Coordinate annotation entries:
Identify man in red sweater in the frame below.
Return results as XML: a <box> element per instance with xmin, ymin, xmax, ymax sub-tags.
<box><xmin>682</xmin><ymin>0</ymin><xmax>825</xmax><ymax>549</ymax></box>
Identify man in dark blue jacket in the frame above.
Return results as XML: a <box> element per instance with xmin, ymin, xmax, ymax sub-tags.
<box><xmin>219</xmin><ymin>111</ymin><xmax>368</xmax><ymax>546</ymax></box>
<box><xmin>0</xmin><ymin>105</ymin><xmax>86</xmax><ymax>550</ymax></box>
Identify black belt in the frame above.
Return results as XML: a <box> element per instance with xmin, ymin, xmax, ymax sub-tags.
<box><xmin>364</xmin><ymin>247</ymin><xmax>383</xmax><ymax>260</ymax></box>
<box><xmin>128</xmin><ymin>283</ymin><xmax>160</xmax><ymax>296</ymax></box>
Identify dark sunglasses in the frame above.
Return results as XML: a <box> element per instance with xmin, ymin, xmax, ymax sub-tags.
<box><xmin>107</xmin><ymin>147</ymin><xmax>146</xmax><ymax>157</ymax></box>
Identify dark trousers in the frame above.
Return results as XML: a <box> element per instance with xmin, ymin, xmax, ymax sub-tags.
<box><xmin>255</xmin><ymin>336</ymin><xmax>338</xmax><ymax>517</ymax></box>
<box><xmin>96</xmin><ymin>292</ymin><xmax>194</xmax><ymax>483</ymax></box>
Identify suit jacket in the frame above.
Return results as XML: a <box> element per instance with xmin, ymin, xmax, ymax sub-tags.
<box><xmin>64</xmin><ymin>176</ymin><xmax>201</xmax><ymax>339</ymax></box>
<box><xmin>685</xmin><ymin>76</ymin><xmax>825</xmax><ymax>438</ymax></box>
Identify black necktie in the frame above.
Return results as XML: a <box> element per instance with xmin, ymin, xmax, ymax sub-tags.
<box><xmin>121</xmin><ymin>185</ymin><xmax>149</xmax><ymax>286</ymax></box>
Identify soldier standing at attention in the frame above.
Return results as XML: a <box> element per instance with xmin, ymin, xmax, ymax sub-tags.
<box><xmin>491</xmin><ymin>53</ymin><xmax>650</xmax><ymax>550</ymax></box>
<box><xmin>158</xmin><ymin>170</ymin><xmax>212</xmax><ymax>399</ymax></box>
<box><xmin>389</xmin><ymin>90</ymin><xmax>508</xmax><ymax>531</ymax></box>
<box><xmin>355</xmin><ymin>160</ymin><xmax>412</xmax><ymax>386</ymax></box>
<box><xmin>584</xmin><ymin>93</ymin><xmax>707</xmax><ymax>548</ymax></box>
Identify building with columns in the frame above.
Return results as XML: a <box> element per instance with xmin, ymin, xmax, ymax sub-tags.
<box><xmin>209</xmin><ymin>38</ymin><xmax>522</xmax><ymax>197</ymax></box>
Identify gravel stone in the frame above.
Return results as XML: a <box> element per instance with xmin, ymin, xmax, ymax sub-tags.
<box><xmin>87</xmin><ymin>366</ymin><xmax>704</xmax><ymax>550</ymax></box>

What this task involves: Could you put all of the records above into a numbered list, leaving out any blank lines?

Expected answer:
1. Identify man in red sweater in the frame below.
2. Return results as XML: a <box> element per instance with xmin, ymin, xmax, ymax sub-tags.
3. <box><xmin>682</xmin><ymin>0</ymin><xmax>825</xmax><ymax>549</ymax></box>
4. Identify man in dark blue jacket in the frame above.
5. Return results as XML: a <box> element per instance with xmin, ymin, xmax, ymax sub-tags.
6. <box><xmin>219</xmin><ymin>111</ymin><xmax>368</xmax><ymax>546</ymax></box>
7. <box><xmin>0</xmin><ymin>105</ymin><xmax>86</xmax><ymax>550</ymax></box>
8. Identify black belt in the frame above.
9. Return results as XML: a <box> element per instance with xmin, ymin, xmax, ymax sub-tags.
10. <box><xmin>364</xmin><ymin>247</ymin><xmax>383</xmax><ymax>260</ymax></box>
11. <box><xmin>128</xmin><ymin>283</ymin><xmax>160</xmax><ymax>296</ymax></box>
12. Identify dark sunglasses in the frame above.
13. Return results as XML: a <box> element per instance with xmin, ymin, xmax, ymax sub-tags.
14. <box><xmin>107</xmin><ymin>147</ymin><xmax>146</xmax><ymax>157</ymax></box>
15. Identify dark trousers in the frame above.
16. Return results as XML: a <box> element per instance with xmin, ymin, xmax, ymax sub-tags.
17. <box><xmin>255</xmin><ymin>336</ymin><xmax>338</xmax><ymax>517</ymax></box>
18. <box><xmin>96</xmin><ymin>292</ymin><xmax>194</xmax><ymax>483</ymax></box>
19. Identify suit jacket in the frame above.
20. Return results as XML: a <box> element per instance with xmin, ymin, xmax, ymax sub-tags.
21. <box><xmin>64</xmin><ymin>176</ymin><xmax>201</xmax><ymax>339</ymax></box>
22. <box><xmin>685</xmin><ymin>76</ymin><xmax>825</xmax><ymax>438</ymax></box>
23. Identify black necktie in the frame above.
24. Return results as XML: a <box> element per instance with xmin, ymin, xmax, ymax sub-tags.
25. <box><xmin>121</xmin><ymin>185</ymin><xmax>149</xmax><ymax>286</ymax></box>
26. Identify soldier standing at attention in the frame above.
27. Return results as XML: a <box> element per instance with xmin, ymin, xmax, ymax sub-tags.
28. <box><xmin>491</xmin><ymin>53</ymin><xmax>650</xmax><ymax>550</ymax></box>
29. <box><xmin>158</xmin><ymin>170</ymin><xmax>212</xmax><ymax>399</ymax></box>
30. <box><xmin>389</xmin><ymin>90</ymin><xmax>508</xmax><ymax>531</ymax></box>
31. <box><xmin>355</xmin><ymin>160</ymin><xmax>412</xmax><ymax>386</ymax></box>
32. <box><xmin>584</xmin><ymin>93</ymin><xmax>707</xmax><ymax>548</ymax></box>
33. Identify building with columns in the frame above.
34. Return results as XML: a <box> element per instance with xmin, ymin, xmax, ymax sub-tags.
35. <box><xmin>209</xmin><ymin>38</ymin><xmax>522</xmax><ymax>197</ymax></box>
36. Identify gravel stone in the frame above.
37. Return results as XML: a <box> element per instance with xmin, ymin, xmax, ymax sub-tags.
38. <box><xmin>87</xmin><ymin>366</ymin><xmax>704</xmax><ymax>550</ymax></box>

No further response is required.